Objective ▸ Return the full listing exactly as it is written.

Exercise materials ▸
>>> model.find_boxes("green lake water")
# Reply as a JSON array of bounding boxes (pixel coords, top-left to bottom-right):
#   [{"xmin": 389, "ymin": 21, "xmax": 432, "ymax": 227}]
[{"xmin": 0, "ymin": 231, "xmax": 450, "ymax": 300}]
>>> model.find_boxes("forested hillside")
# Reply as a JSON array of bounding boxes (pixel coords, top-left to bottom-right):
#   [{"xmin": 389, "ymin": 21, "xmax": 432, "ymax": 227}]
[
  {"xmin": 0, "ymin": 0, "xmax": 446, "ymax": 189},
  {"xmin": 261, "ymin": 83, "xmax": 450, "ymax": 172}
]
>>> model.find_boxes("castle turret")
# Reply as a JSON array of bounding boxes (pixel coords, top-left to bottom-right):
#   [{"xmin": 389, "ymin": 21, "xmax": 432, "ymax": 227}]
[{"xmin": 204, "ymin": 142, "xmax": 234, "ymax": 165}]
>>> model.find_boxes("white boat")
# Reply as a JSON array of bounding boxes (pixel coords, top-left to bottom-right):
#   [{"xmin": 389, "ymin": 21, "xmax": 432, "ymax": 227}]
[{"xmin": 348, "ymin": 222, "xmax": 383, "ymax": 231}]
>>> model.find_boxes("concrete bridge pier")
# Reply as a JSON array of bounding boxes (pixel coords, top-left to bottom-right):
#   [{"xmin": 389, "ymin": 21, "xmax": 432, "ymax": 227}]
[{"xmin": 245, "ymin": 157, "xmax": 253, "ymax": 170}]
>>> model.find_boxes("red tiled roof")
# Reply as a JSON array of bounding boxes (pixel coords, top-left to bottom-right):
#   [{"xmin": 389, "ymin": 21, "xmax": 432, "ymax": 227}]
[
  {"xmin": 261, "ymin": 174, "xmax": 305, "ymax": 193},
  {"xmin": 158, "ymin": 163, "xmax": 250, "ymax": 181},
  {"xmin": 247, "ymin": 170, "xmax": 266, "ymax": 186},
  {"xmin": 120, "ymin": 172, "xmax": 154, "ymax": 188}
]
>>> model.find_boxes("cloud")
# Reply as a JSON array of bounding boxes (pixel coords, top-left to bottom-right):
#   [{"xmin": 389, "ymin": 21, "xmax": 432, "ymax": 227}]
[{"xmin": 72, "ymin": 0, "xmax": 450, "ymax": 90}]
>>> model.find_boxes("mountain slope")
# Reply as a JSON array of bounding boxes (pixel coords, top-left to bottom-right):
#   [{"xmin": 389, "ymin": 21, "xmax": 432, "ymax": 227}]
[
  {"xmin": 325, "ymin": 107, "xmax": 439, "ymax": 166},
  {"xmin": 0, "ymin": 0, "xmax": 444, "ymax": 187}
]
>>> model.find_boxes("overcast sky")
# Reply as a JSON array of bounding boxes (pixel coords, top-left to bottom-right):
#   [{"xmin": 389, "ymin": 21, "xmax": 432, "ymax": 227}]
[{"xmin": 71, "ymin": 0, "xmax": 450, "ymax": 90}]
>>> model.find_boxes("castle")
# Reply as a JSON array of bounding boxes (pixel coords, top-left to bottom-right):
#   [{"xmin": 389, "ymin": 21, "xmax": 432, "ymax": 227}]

Task response ▸
>>> model.find_boxes("green lake water")
# Reply as a JSON array of bounding boxes (pixel coords, top-left to bottom-right):
#   [{"xmin": 389, "ymin": 21, "xmax": 432, "ymax": 227}]
[{"xmin": 0, "ymin": 231, "xmax": 450, "ymax": 300}]
>>> model.find_boxes("forested hillside")
# Reply as a JSON array of bounding boxes (pixel coords, top-left to bottom-right):
#   [{"xmin": 389, "ymin": 21, "xmax": 432, "ymax": 227}]
[
  {"xmin": 0, "ymin": 0, "xmax": 446, "ymax": 189},
  {"xmin": 261, "ymin": 83, "xmax": 450, "ymax": 172}
]
>>> model.find_boxes("castle turret")
# Reply as a JSON array of bounding boxes (pixel coords, top-left to bottom-right):
#   [{"xmin": 389, "ymin": 21, "xmax": 432, "ymax": 227}]
[{"xmin": 204, "ymin": 142, "xmax": 234, "ymax": 165}]
>>> model.find_boxes("white boat")
# Reply as a JSON array of bounding boxes (pixel coords, top-left to bottom-right):
#   [{"xmin": 389, "ymin": 21, "xmax": 432, "ymax": 227}]
[{"xmin": 348, "ymin": 222, "xmax": 383, "ymax": 231}]
>>> model.find_boxes("concrete bridge pier")
# Reply as a JSON array of bounding boxes (pixel coords, top-left to bottom-right):
#   [{"xmin": 389, "ymin": 21, "xmax": 432, "ymax": 227}]
[{"xmin": 245, "ymin": 157, "xmax": 253, "ymax": 170}]
>>> model.find_boxes("red tiled roof")
# Reply as a JSON array of bounding boxes (pixel coords, top-left to bottom-right):
#   [{"xmin": 389, "ymin": 21, "xmax": 432, "ymax": 227}]
[
  {"xmin": 261, "ymin": 174, "xmax": 305, "ymax": 193},
  {"xmin": 158, "ymin": 163, "xmax": 250, "ymax": 181},
  {"xmin": 247, "ymin": 170, "xmax": 266, "ymax": 186},
  {"xmin": 120, "ymin": 172, "xmax": 154, "ymax": 188}
]
>>> model.find_boxes("cloud")
# Reply as a JSON array of bounding boxes (pixel coords, top-left to bottom-right):
#   [{"xmin": 389, "ymin": 21, "xmax": 432, "ymax": 227}]
[{"xmin": 72, "ymin": 0, "xmax": 450, "ymax": 90}]
>>> model.find_boxes("mountain slope")
# Reply as a JSON array of bounding boxes (pixel coords, top-left to bottom-right):
#   [{"xmin": 389, "ymin": 21, "xmax": 432, "ymax": 227}]
[
  {"xmin": 325, "ymin": 107, "xmax": 439, "ymax": 166},
  {"xmin": 0, "ymin": 0, "xmax": 444, "ymax": 187}
]
>>> model.find_boxes("overcast sky")
# Reply as a JSON array of bounding boxes (pixel coords, top-left to bottom-right):
#   [{"xmin": 389, "ymin": 21, "xmax": 432, "ymax": 227}]
[{"xmin": 71, "ymin": 0, "xmax": 450, "ymax": 90}]
>>> model.find_boxes("castle")
# Reply as a JSON array of bounding boxes (pixel coords, top-left to bottom-right):
#   [{"xmin": 389, "ymin": 21, "xmax": 432, "ymax": 227}]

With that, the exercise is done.